Sometimes when folks learn we co-sleep with our kids, they suggest, not too subtly, that we do so in order to meet *our* needs, not those of our kids. While there is something incredibly special about cuddling our kids in the middle of the night, after five years of co-sleeping, I assure you that Ann and I dream of one day reclaiming our bed. It’s not for our needs that we co-sleep. It is, rather, for our children’s need for attachment.
But what of our needs as parents? What of our needs for occasional separation? And, perhaps most confusing for me, what do we make of situations where we aren’t sure who is most concerned about separation—us or our children?
I have been home full time with my kids for four years—since Olivia was born and her prematurity and brain injury necessitated either Ann or I quit our jobs. Ann and I both loved our jobs and felt invigorated by them. We felt competent and capable as working-outside-the-home attachment-parenting moms. For a variety of reasons, I was the one who became the SAHP. It was not an easy adjustment for me. I work hard at it and believe I do a good job.

**Listed entries**
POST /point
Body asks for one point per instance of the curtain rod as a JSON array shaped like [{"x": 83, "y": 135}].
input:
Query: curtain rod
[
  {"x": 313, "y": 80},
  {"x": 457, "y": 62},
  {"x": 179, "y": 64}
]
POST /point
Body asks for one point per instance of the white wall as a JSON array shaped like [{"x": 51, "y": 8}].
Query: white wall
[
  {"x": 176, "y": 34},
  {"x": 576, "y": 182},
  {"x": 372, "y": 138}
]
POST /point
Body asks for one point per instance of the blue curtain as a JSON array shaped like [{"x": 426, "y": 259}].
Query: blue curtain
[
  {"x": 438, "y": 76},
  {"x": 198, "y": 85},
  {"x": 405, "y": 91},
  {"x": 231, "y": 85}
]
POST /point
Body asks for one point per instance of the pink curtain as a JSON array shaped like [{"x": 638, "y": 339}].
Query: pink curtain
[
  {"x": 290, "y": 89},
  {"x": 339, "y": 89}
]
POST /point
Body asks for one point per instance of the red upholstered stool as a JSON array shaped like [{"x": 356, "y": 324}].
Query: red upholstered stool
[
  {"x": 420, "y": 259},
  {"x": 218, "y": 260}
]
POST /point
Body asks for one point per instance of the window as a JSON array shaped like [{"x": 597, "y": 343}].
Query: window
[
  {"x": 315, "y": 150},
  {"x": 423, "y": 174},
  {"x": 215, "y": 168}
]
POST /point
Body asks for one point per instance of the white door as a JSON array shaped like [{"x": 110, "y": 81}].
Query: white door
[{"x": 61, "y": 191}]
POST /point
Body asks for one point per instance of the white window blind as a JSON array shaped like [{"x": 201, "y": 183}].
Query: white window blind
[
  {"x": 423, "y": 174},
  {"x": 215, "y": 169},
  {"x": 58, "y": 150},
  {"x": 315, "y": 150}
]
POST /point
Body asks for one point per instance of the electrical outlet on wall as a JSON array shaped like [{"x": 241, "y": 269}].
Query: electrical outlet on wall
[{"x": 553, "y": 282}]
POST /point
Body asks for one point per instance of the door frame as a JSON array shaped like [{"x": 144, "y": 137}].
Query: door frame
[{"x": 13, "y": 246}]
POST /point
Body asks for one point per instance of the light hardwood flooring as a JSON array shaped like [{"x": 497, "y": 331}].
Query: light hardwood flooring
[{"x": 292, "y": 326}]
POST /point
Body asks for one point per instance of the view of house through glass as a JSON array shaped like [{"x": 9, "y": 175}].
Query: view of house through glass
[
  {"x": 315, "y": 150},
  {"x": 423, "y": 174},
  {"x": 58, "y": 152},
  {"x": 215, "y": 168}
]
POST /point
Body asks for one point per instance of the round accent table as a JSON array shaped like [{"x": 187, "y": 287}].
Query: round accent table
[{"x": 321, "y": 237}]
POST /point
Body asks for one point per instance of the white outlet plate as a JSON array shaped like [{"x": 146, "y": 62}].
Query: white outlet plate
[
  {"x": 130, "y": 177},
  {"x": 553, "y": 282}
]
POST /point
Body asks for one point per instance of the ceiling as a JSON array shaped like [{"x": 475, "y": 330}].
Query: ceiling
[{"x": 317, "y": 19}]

**Tasks to complete**
1. Copy the co-sleeping passage word for word, starting with "Sometimes when folks" and going on through "or our children?".
2. Please continue the co-sleeping passage with the next part, beginning after its final sentence.
The records come from a different source than the co-sleeping passage.

**Answers to each task**
1.
Sometimes when folks learn we co-sleep with our kids, they suggest, not too subtly, that we do so in order to meet *our* needs, not those of our kids. While there is something incredibly special about cuddling our kids in the middle of the night, after five years of co-sleeping, I assure you that Ann and I dream of one day reclaiming our bed. It’s not for our needs that we co-sleep. It is, rather, for our children’s need for attachment.
But what of our needs as parents? What of our needs for occasional separation? And, perhaps most confusing for me, what do we make of situations where we aren’t sure who is most concerned about separation—us or our children?

2.
Yet, I continue to deeply miss teaching and working with adolescents. (I was a teacher then a principal of an alternative high school for at-risk teens.) I am honored to witness my own children’s first steps and their daily changes, but I also miss engaging with the energy of teenagers, of facilitating insightful discussions and witnessing children transform into young adults.
I know that choosing to be a SAHP was the right choice for Olivia. There is no question that her consistent therapy appointments, doctor appointments, access to school-based intervention programs, practicing what we learned from her OTs, PTs, and speech pathologists, as well as creating a safe, secure attachment has helped make her progress possible.
The decision to become a SAHP was made nearly four years. Now, my eldest at home, Sophia, is in school all day. And Walker, who will turn two this summer, will thrive and maintain her attachment and sense of security in the world whether I am home with her or not. (Although I am confident that Walker benefits from our attachment parenting, she is the most mellow, easy ‘Zen’ Baby and I joke that she could be raised by cats.)
So if I return to working outside the home, both of my middle children will continue to blossom. But will Olivia?
I don’t know.
Olivia will be four this summer. Next year, she will continue attending her special needs pre-school. If I return to work, will she transition to a caregiver and develop new strength and confidence in that relationship? Will there be new gifts in that for Olivia? Or will she do okay, but not as well as if I continue to be at home during the day? Will I ever really know the answers?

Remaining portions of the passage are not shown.